* TASK GOAL *
Please count how many lines in the listing below contain the string "white", treating uppercase and lowercase as different. Reply with the number alone.

(Data entries)
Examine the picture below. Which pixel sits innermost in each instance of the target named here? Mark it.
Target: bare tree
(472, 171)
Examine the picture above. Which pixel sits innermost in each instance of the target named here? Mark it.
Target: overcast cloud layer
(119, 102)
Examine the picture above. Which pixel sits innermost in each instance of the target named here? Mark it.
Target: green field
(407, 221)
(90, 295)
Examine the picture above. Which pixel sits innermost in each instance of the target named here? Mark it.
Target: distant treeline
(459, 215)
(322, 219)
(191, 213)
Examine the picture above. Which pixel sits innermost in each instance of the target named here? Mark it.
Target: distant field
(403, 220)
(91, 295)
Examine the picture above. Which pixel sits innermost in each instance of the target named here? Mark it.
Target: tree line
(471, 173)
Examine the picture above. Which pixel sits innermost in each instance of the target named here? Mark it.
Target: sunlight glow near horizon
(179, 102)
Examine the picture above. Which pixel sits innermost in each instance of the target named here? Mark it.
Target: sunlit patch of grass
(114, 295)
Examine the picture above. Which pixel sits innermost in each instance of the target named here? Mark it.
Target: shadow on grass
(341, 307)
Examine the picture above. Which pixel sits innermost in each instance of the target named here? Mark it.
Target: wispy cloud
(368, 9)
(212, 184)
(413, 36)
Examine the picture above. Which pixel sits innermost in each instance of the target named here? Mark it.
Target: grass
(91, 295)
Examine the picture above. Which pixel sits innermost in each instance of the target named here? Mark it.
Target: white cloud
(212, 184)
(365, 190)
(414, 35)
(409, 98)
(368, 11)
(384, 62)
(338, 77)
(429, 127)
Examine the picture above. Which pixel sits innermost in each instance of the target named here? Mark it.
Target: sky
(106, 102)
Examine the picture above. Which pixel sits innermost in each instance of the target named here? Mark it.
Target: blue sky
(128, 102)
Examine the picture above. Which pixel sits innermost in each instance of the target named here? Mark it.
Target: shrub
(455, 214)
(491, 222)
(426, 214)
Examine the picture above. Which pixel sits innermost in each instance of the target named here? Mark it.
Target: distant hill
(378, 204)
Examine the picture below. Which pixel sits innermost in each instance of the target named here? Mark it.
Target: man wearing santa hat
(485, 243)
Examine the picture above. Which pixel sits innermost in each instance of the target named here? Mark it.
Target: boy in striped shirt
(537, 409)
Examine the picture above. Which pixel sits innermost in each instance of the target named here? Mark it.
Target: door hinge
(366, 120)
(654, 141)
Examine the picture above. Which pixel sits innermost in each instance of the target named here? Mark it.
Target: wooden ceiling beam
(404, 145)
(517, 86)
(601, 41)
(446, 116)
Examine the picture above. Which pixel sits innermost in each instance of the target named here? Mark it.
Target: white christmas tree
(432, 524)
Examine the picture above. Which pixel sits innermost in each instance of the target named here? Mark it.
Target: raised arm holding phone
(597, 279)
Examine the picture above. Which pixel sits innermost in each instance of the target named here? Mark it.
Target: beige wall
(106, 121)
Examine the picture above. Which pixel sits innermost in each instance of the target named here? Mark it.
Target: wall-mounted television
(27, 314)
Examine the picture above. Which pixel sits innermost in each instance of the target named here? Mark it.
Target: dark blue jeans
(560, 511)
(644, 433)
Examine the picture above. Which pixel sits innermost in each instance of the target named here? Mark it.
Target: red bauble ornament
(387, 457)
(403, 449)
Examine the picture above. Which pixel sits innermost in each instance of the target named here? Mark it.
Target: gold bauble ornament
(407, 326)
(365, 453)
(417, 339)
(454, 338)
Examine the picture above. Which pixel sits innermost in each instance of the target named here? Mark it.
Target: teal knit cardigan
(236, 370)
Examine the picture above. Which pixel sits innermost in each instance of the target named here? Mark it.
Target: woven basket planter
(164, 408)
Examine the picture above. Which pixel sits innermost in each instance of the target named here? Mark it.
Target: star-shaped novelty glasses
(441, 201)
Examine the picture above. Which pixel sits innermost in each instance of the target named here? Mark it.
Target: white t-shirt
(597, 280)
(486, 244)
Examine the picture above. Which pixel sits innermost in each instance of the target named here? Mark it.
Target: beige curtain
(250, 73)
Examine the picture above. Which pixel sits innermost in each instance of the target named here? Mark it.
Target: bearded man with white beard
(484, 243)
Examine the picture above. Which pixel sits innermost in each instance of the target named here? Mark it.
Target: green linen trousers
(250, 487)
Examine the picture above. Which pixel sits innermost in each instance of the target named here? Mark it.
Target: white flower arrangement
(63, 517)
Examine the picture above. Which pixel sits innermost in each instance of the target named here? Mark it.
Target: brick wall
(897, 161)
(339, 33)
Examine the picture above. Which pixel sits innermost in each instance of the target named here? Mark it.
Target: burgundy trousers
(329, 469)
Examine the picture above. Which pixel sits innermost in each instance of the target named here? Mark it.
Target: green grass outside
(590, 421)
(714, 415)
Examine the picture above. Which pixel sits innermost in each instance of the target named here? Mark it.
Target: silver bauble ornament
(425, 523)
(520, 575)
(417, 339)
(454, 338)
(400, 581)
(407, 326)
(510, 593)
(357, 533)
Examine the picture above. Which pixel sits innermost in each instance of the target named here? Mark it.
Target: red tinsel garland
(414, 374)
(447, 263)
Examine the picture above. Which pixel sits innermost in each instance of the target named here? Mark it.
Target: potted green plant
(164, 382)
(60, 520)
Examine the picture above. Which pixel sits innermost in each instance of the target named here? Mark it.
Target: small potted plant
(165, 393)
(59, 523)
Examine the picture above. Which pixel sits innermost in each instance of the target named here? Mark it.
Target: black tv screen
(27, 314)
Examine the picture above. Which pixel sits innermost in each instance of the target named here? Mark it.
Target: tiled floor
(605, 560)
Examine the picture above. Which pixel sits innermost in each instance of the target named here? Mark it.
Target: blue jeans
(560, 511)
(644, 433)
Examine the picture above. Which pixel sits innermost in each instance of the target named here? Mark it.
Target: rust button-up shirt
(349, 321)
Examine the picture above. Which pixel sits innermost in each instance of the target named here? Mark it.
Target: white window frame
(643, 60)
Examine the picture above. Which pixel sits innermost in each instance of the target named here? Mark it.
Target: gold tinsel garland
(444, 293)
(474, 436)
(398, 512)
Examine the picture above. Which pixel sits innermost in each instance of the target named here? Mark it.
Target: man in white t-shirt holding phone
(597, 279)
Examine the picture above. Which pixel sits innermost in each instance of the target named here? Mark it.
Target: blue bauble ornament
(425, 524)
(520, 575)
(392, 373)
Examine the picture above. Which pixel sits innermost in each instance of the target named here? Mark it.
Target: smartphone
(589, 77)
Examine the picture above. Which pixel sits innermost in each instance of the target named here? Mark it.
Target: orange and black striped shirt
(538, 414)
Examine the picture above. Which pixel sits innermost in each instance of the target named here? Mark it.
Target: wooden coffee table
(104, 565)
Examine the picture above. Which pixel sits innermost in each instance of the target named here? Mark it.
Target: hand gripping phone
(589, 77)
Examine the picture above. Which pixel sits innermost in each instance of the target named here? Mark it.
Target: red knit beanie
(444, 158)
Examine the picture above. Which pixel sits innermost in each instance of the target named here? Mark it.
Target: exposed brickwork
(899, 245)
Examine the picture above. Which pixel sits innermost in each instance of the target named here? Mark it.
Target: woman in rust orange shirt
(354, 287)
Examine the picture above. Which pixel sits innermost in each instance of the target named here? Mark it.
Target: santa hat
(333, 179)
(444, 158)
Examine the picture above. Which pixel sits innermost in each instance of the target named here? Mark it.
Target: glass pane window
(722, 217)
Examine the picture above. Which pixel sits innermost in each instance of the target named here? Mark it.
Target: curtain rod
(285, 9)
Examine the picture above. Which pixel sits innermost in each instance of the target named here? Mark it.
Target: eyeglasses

* OUTPUT BELOW *
7